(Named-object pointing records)
* Begin *

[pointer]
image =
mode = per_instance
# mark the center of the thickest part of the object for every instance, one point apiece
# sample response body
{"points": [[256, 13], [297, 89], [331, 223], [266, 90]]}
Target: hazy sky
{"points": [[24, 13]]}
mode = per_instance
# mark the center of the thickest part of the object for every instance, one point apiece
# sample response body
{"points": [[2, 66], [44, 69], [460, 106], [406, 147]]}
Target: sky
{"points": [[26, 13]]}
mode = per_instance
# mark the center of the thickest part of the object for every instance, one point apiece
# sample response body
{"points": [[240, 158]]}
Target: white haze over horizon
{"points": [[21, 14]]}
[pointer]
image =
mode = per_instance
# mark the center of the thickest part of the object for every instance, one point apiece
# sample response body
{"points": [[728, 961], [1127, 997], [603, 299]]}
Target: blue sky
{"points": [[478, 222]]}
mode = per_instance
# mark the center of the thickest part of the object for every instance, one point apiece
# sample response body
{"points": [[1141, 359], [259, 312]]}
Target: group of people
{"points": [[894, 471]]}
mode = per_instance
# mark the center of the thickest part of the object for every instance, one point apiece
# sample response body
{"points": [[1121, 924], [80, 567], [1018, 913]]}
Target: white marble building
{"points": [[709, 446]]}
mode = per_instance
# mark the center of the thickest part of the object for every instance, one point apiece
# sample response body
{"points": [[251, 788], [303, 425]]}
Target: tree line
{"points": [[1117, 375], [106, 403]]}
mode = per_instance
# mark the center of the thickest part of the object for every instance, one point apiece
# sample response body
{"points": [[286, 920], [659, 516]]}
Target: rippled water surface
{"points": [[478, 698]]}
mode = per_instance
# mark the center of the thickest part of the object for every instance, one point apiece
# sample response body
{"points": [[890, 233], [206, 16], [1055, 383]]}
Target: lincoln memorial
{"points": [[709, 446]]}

* End *

- [Written problem] In this exercise, repeat all entries exactly.

- [Solved exercise]
[pointer]
image =
mode = per_instance
# mark the center of the thickest part of the object for every instance, one point apiece
# sample response body
{"points": [[256, 13], [297, 89], [331, 223], [266, 90]]}
Target: hazy sky
{"points": [[24, 13]]}
mode = per_instance
# mark the center of the thickest part of the object for every instance, one point apiece
# sample response body
{"points": [[2, 66], [44, 69], [460, 106], [406, 147]]}
Target: sky
{"points": [[26, 13]]}
mode = per_instance
# mark the center of the thickest part of the object for every instance, one point apiece
# sample response body
{"points": [[240, 158]]}
Target: white haze over horizon
{"points": [[21, 14]]}
[pointer]
image =
mode = per_instance
# mark the center of the thickest part of the object for every instance, one point apiece
# sample response body
{"points": [[728, 961], [1127, 997], [603, 299]]}
Target: blue sky
{"points": [[478, 222]]}
mode = per_instance
# mark the center of the thickest part of the object for every instance, one point apiece
# sample response body
{"points": [[1141, 359], [259, 312]]}
Target: group of people
{"points": [[894, 471]]}
mode = per_instance
# mark the center of the thickest part of the object for every instance, one point apiece
# sample response body
{"points": [[1121, 924], [80, 567], [1018, 913]]}
Target: white marble building
{"points": [[709, 446]]}
mode = per_instance
# mark the center of the thickest part of the object for every instance, one point apiece
# sample response body
{"points": [[251, 788], [303, 425]]}
Target: tree line
{"points": [[1117, 375], [106, 403]]}
mode = per_instance
# mark the center of the thickest part of the object for every instance, one point apiece
# sample response body
{"points": [[286, 920], [659, 516]]}
Target: rippled water surface
{"points": [[478, 698]]}
mode = per_instance
# mark the center of the thickest part of the object for every instance, one point apiece
# sample response body
{"points": [[890, 233], [206, 16], [1055, 383]]}
Target: lincoln memorial
{"points": [[709, 446]]}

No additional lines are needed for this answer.